(Data for bounding box labeling)
::::::::::
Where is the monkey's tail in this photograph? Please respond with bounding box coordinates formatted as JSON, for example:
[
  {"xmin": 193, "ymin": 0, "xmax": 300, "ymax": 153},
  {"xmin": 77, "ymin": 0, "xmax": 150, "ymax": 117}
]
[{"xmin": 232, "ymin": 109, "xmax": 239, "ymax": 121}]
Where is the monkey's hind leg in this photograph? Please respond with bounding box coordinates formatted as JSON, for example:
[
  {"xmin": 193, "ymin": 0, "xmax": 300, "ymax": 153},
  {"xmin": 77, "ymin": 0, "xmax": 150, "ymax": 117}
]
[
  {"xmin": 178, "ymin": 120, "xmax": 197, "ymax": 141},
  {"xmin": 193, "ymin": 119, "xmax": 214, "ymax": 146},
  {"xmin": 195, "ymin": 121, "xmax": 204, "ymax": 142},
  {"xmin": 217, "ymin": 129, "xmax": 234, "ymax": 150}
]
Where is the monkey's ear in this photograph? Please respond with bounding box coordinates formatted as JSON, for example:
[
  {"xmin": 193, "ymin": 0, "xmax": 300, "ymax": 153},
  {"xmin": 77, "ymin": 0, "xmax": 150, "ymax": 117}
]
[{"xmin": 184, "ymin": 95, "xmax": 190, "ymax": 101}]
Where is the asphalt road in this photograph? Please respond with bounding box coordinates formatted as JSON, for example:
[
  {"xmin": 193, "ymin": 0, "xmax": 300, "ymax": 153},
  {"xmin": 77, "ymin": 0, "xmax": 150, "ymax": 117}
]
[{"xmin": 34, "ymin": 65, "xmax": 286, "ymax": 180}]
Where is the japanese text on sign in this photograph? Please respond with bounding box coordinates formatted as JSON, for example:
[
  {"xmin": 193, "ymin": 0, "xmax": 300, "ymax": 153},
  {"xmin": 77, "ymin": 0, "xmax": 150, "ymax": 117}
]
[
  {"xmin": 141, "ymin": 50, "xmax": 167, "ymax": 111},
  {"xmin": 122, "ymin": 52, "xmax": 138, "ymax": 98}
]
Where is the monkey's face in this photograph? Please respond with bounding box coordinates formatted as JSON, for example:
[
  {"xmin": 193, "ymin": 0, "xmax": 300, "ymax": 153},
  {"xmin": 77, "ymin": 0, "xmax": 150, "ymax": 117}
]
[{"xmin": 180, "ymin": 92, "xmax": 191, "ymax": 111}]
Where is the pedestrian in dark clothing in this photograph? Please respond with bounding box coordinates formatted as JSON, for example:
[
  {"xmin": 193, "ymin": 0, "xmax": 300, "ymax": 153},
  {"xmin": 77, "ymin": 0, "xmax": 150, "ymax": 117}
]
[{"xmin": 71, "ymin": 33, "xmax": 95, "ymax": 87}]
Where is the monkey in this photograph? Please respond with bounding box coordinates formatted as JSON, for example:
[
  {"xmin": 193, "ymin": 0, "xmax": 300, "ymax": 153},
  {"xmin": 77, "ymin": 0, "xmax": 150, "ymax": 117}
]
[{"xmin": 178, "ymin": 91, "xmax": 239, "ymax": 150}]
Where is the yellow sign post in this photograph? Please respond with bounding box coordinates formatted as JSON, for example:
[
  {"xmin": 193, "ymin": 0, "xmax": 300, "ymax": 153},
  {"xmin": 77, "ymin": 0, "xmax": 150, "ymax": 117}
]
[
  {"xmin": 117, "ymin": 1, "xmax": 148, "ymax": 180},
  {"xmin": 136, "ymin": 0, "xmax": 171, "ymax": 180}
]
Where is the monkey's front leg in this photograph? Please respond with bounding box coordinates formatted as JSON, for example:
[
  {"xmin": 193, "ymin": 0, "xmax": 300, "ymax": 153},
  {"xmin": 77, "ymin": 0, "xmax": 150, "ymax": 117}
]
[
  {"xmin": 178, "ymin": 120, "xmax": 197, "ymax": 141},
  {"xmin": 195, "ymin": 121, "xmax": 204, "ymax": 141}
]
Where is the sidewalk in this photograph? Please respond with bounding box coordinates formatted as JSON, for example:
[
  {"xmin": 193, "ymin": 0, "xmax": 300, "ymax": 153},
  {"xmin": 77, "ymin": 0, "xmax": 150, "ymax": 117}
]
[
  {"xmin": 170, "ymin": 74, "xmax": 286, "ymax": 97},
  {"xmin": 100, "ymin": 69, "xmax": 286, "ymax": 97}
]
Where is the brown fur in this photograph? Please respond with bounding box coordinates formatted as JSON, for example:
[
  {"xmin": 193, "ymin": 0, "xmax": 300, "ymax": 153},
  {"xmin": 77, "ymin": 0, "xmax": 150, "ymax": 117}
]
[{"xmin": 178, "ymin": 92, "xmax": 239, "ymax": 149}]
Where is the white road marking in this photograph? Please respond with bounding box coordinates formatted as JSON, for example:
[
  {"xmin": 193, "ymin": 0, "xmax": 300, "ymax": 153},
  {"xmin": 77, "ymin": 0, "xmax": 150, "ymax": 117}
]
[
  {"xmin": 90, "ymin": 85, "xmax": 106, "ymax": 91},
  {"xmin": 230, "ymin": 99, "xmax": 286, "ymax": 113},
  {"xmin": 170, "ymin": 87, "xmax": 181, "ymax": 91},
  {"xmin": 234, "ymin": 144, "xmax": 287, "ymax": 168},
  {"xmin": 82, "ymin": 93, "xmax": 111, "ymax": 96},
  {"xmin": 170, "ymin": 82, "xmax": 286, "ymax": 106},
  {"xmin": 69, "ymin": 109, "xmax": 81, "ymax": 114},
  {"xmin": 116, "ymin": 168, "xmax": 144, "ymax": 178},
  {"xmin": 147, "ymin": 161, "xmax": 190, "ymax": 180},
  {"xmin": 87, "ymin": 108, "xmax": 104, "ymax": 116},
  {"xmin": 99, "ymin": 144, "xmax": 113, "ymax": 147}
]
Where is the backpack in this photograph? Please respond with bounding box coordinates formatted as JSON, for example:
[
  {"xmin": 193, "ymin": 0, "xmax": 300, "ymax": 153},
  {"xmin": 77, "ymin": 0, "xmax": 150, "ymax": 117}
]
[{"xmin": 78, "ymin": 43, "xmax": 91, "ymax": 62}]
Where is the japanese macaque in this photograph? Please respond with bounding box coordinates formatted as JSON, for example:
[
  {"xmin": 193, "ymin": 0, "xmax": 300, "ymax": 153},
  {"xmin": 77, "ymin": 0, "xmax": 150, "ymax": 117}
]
::::::::::
Rewrite the data above with every occurrence of "Please respond" swapped for "Answer", keeping all other text unchanged.

Where is the monkey's tail in this photograph? Answer with bounding box coordinates formatted as JSON, for example:
[
  {"xmin": 193, "ymin": 0, "xmax": 300, "ymax": 153},
  {"xmin": 77, "ymin": 0, "xmax": 150, "ymax": 117}
]
[{"xmin": 232, "ymin": 109, "xmax": 239, "ymax": 121}]
Where is the monkey's hind leg in this photograph? Answer with bounding box coordinates formatted as JSON, for example:
[
  {"xmin": 193, "ymin": 0, "xmax": 300, "ymax": 153},
  {"xmin": 77, "ymin": 0, "xmax": 150, "ymax": 117}
]
[
  {"xmin": 178, "ymin": 120, "xmax": 197, "ymax": 141},
  {"xmin": 193, "ymin": 119, "xmax": 214, "ymax": 146},
  {"xmin": 195, "ymin": 121, "xmax": 204, "ymax": 142},
  {"xmin": 217, "ymin": 129, "xmax": 234, "ymax": 150}
]
Where is the monkey's ear in this photograph? Answer with bounding box coordinates formatted as JSON, for example:
[
  {"xmin": 193, "ymin": 0, "xmax": 300, "ymax": 153},
  {"xmin": 77, "ymin": 0, "xmax": 150, "ymax": 117}
]
[{"xmin": 184, "ymin": 95, "xmax": 190, "ymax": 101}]
Where is the asphalt road in this photograph? Answer with bounding box coordinates formatted as JSON, for example:
[
  {"xmin": 193, "ymin": 0, "xmax": 300, "ymax": 153},
  {"xmin": 77, "ymin": 0, "xmax": 150, "ymax": 117}
]
[{"xmin": 34, "ymin": 65, "xmax": 286, "ymax": 180}]
Where is the japanese text on sign in this photograph? Answer with bounding box coordinates formatted as JSON, for example:
[
  {"xmin": 193, "ymin": 0, "xmax": 300, "ymax": 153},
  {"xmin": 77, "ymin": 0, "xmax": 150, "ymax": 117}
]
[
  {"xmin": 141, "ymin": 50, "xmax": 167, "ymax": 111},
  {"xmin": 122, "ymin": 52, "xmax": 138, "ymax": 98}
]
Where is the monkey's face in this photograph? Answer with bounding box coordinates formatted as JSON, for example:
[
  {"xmin": 193, "ymin": 0, "xmax": 300, "ymax": 153},
  {"xmin": 77, "ymin": 0, "xmax": 150, "ymax": 117}
]
[{"xmin": 180, "ymin": 92, "xmax": 191, "ymax": 111}]
Where is the pedestrian in dark clothing in this photograph? Answer with bounding box coordinates formatted as JSON, for example:
[
  {"xmin": 193, "ymin": 0, "xmax": 300, "ymax": 153},
  {"xmin": 77, "ymin": 0, "xmax": 150, "ymax": 117}
]
[{"xmin": 71, "ymin": 33, "xmax": 95, "ymax": 87}]
Where is the monkey in this photograph? Answer with bounding box coordinates formatted as JSON, for example:
[
  {"xmin": 193, "ymin": 0, "xmax": 300, "ymax": 153},
  {"xmin": 77, "ymin": 0, "xmax": 150, "ymax": 117}
]
[{"xmin": 178, "ymin": 91, "xmax": 239, "ymax": 150}]
Where is the yellow sign post in this photograph? Answer with bounding box coordinates formatted as JSON, for example:
[
  {"xmin": 193, "ymin": 0, "xmax": 300, "ymax": 153},
  {"xmin": 77, "ymin": 0, "xmax": 150, "ymax": 117}
]
[
  {"xmin": 117, "ymin": 1, "xmax": 148, "ymax": 180},
  {"xmin": 136, "ymin": 0, "xmax": 171, "ymax": 180}
]
Where is the monkey's front leg in this photograph? Answer with bounding box coordinates formatted as JSON, for example:
[
  {"xmin": 193, "ymin": 0, "xmax": 300, "ymax": 153},
  {"xmin": 77, "ymin": 0, "xmax": 150, "ymax": 117}
]
[
  {"xmin": 178, "ymin": 120, "xmax": 197, "ymax": 141},
  {"xmin": 195, "ymin": 121, "xmax": 204, "ymax": 141}
]
Where is the sidewalk in this photograph? Answer with bounding box coordinates formatted as JSON, for example:
[
  {"xmin": 193, "ymin": 0, "xmax": 300, "ymax": 153},
  {"xmin": 77, "ymin": 0, "xmax": 150, "ymax": 117}
]
[
  {"xmin": 170, "ymin": 74, "xmax": 286, "ymax": 97},
  {"xmin": 100, "ymin": 69, "xmax": 286, "ymax": 97}
]
Where is the brown fur in this photograph? Answer with bounding box coordinates formatted as JSON, for example:
[
  {"xmin": 193, "ymin": 0, "xmax": 300, "ymax": 153},
  {"xmin": 77, "ymin": 0, "xmax": 150, "ymax": 117}
]
[{"xmin": 178, "ymin": 92, "xmax": 239, "ymax": 149}]
Where is the white road marking in this photograph? Answer with bounding box coordinates formatted as JSON, for example:
[
  {"xmin": 193, "ymin": 0, "xmax": 300, "ymax": 153},
  {"xmin": 77, "ymin": 0, "xmax": 150, "ymax": 117}
]
[
  {"xmin": 90, "ymin": 85, "xmax": 106, "ymax": 91},
  {"xmin": 230, "ymin": 99, "xmax": 286, "ymax": 113},
  {"xmin": 170, "ymin": 87, "xmax": 181, "ymax": 91},
  {"xmin": 234, "ymin": 144, "xmax": 287, "ymax": 168},
  {"xmin": 82, "ymin": 93, "xmax": 111, "ymax": 96},
  {"xmin": 170, "ymin": 82, "xmax": 286, "ymax": 106},
  {"xmin": 69, "ymin": 109, "xmax": 81, "ymax": 114},
  {"xmin": 116, "ymin": 168, "xmax": 144, "ymax": 178},
  {"xmin": 147, "ymin": 161, "xmax": 190, "ymax": 180},
  {"xmin": 87, "ymin": 108, "xmax": 104, "ymax": 116},
  {"xmin": 99, "ymin": 144, "xmax": 113, "ymax": 147}
]
Where is the backpack in this photograph? Answer with bounding box coordinates formatted as JSON, for example:
[
  {"xmin": 193, "ymin": 0, "xmax": 300, "ymax": 153},
  {"xmin": 77, "ymin": 0, "xmax": 150, "ymax": 117}
]
[{"xmin": 78, "ymin": 43, "xmax": 91, "ymax": 62}]
Where is the japanese macaque in this photograph? Answer with bounding box coordinates formatted as JSON, for example:
[
  {"xmin": 193, "ymin": 0, "xmax": 300, "ymax": 153},
  {"xmin": 77, "ymin": 0, "xmax": 150, "ymax": 117}
]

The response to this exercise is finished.